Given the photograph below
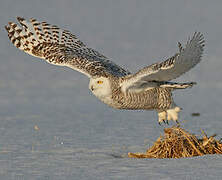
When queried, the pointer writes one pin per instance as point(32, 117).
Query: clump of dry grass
point(178, 143)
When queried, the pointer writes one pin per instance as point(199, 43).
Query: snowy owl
point(147, 89)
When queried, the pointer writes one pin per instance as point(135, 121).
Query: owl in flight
point(148, 89)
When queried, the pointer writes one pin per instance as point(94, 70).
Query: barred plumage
point(147, 89)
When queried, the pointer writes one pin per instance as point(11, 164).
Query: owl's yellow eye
point(99, 82)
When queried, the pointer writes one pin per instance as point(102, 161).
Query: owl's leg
point(172, 113)
point(162, 117)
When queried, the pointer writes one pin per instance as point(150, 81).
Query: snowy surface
point(80, 137)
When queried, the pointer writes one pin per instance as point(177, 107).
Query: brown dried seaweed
point(178, 143)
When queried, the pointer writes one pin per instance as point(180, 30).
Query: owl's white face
point(100, 87)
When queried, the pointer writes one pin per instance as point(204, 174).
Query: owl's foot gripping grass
point(170, 114)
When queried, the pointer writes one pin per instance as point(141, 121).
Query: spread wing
point(167, 70)
point(60, 47)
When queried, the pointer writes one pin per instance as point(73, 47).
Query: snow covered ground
point(52, 127)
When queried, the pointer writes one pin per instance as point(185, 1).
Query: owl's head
point(100, 87)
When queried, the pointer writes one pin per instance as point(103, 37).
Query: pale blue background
point(82, 138)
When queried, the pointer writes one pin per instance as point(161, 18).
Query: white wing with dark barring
point(167, 70)
point(60, 47)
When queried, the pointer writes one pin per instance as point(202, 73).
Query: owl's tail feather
point(174, 85)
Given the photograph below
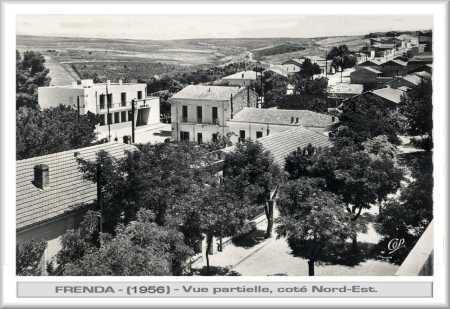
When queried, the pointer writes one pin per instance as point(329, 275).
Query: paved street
point(274, 257)
point(143, 134)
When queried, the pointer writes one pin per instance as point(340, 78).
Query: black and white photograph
point(226, 145)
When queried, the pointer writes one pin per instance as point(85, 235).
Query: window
point(241, 135)
point(184, 136)
point(123, 98)
point(214, 114)
point(109, 99)
point(102, 101)
point(199, 114)
point(184, 113)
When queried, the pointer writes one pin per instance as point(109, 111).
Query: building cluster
point(52, 194)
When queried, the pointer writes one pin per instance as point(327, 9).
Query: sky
point(188, 27)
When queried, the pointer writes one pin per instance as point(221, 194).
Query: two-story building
point(110, 101)
point(200, 112)
point(52, 195)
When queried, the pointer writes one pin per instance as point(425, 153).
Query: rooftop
point(413, 79)
point(345, 88)
point(399, 62)
point(390, 94)
point(305, 118)
point(242, 75)
point(282, 144)
point(206, 92)
point(67, 189)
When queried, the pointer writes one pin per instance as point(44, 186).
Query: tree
point(407, 216)
point(141, 248)
point(29, 257)
point(52, 130)
point(30, 74)
point(221, 213)
point(314, 221)
point(250, 171)
point(308, 69)
point(364, 117)
point(341, 58)
point(359, 176)
point(417, 107)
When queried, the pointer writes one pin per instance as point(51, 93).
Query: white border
point(439, 9)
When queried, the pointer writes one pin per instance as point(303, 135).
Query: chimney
point(41, 176)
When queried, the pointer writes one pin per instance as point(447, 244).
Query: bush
point(28, 257)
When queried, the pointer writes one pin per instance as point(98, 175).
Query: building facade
point(200, 112)
point(110, 101)
point(52, 196)
point(254, 123)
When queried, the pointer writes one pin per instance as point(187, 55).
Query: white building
point(254, 123)
point(200, 113)
point(111, 101)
::::::::::
§ Exercise directions
Please give back exactly, and with no pictures, the lines from where the listing above begins through the line containing "as point(73, 47).".

§ Problem solution
Given the photograph below
When queried, the pointer writes one pin per instance as point(32, 117).
Query: clump of dry grass
point(178, 143)
When queried, the pointer writes one pin per instance as point(199, 43).
Query: snowy owl
point(147, 89)
When queried, the pointer writes one pin per instance as point(135, 121).
Query: owl in flight
point(148, 89)
When queried, the pointer writes one pin per instance as point(94, 70).
Query: barred plumage
point(147, 89)
When queried, the pointer writes one pin per instance as point(11, 164).
Query: owl's yellow eye
point(99, 82)
When queried, the pointer writes one pin per instance as point(102, 161).
Query: owl's leg
point(172, 113)
point(162, 117)
When queried, the pointer writes one pin per instance as point(150, 81).
Query: snowy surface
point(80, 137)
When queried, the pointer writes one pin per instance as point(177, 107).
Query: brown dried seaweed
point(178, 143)
When queried, the pointer writes one pin per instance as point(180, 30).
Query: owl's white face
point(100, 87)
When queried, the pointer writes one pin per instance as point(204, 174).
Query: owl's foot gripping grass
point(170, 114)
When queried, the pointer writes one pin per instance as point(141, 121).
Query: spread wing
point(167, 70)
point(60, 47)
When queried, the pointer writes one pin per instance as point(73, 47).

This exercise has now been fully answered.